Material:
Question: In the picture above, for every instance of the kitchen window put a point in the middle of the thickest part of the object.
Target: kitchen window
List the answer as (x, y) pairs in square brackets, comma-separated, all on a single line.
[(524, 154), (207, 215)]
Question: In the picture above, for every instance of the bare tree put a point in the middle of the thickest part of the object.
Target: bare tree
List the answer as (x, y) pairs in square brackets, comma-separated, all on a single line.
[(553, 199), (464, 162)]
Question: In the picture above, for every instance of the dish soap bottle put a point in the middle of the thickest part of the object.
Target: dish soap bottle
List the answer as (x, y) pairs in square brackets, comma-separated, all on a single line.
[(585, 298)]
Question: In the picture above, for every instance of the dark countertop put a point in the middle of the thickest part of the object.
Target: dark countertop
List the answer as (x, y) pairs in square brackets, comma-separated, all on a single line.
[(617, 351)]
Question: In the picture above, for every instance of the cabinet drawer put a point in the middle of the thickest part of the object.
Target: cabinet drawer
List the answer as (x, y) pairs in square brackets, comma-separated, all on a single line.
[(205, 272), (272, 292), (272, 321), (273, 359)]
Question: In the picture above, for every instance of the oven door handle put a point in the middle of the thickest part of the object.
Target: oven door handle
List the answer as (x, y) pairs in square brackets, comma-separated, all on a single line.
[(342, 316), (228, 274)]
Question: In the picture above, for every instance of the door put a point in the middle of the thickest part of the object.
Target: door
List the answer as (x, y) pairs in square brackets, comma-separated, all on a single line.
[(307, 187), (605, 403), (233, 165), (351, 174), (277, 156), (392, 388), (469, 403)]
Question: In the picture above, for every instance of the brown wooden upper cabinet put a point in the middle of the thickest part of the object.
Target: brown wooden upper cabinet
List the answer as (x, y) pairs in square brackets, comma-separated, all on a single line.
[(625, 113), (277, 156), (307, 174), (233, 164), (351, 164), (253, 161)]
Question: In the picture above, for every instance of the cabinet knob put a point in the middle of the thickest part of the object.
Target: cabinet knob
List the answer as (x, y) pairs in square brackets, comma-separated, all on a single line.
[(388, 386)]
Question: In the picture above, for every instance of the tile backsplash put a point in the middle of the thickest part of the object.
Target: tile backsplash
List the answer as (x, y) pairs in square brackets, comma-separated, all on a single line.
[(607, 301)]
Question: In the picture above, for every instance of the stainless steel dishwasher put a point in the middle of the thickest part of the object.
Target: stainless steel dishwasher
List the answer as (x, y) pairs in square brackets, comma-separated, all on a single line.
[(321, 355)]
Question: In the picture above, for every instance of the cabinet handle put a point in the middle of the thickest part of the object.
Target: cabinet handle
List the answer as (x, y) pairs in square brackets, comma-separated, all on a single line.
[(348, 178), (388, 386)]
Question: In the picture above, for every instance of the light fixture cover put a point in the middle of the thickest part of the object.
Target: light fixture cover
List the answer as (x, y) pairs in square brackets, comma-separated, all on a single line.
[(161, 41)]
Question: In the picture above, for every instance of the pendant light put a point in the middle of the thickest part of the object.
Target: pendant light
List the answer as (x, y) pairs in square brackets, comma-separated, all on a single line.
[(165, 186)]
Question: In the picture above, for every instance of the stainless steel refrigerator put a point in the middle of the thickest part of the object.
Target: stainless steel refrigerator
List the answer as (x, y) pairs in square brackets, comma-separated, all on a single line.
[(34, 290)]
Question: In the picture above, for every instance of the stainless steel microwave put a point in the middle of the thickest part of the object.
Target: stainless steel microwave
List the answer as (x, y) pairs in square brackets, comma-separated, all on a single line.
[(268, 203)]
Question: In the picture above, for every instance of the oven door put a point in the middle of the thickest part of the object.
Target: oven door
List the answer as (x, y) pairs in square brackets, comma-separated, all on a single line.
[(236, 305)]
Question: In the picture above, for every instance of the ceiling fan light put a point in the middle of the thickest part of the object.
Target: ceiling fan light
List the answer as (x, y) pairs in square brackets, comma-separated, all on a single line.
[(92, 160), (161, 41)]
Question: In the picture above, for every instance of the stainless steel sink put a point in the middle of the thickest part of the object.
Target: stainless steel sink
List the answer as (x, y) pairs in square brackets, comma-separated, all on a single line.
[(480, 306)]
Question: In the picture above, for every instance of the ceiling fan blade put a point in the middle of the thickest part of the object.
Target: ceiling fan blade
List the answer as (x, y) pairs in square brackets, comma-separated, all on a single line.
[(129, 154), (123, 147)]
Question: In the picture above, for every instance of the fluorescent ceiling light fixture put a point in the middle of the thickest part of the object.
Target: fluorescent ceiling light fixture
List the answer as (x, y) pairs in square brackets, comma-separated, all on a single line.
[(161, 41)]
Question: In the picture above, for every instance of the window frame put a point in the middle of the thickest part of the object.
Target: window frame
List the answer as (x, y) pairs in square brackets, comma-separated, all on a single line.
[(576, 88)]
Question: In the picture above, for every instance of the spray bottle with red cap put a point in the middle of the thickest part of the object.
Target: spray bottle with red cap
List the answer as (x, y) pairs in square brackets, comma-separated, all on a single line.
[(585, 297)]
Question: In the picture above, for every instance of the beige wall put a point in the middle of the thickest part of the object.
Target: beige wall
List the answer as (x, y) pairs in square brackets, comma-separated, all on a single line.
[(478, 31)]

Your objective: Copy the data word for word, from the line with "Question: In the picture above, for every instance of the dish" to the line with "388), (469, 403)]", both included.

Task answer:
Question: In the picture above, for every instance of the dish soap bottle put a point in the middle of the thickest part of the object.
Target: dish soap bottle
List the answer as (x, y) pairs in square brackets, comma-separated, all on a single line.
[(585, 298)]
Question: In the picture above, for every instance of the dark countertop put a point in the middle of the thickest part of the object.
Target: dark countertop
List the answer as (x, y) pairs in square brackets, comma-separated, all on a single line.
[(617, 351)]
Question: In the picture above, for every instance of the cabinet drawer put a point in the middle of the thickest part of the object.
Target: cabinet drawer
List the answer as (x, y) pairs in square brackets, comma-separated, all on a single line.
[(205, 272), (272, 292), (272, 321), (273, 359)]
Question: In the picture above, for every instance of the oven door handle put a point in the middle of the thickest part of the object.
Target: oven door handle
List the answer as (x, y) pairs in square brackets, comma-separated, all on a single line.
[(342, 316), (228, 274)]
Question: In the picture above, for every instance of the door put a point in the middle of the thickest part of the object.
Target: door
List the answer as (x, y) pairs in square brackets, comma-separated, all on a single line.
[(307, 187), (605, 403), (233, 165), (351, 174), (277, 156), (392, 388), (469, 403)]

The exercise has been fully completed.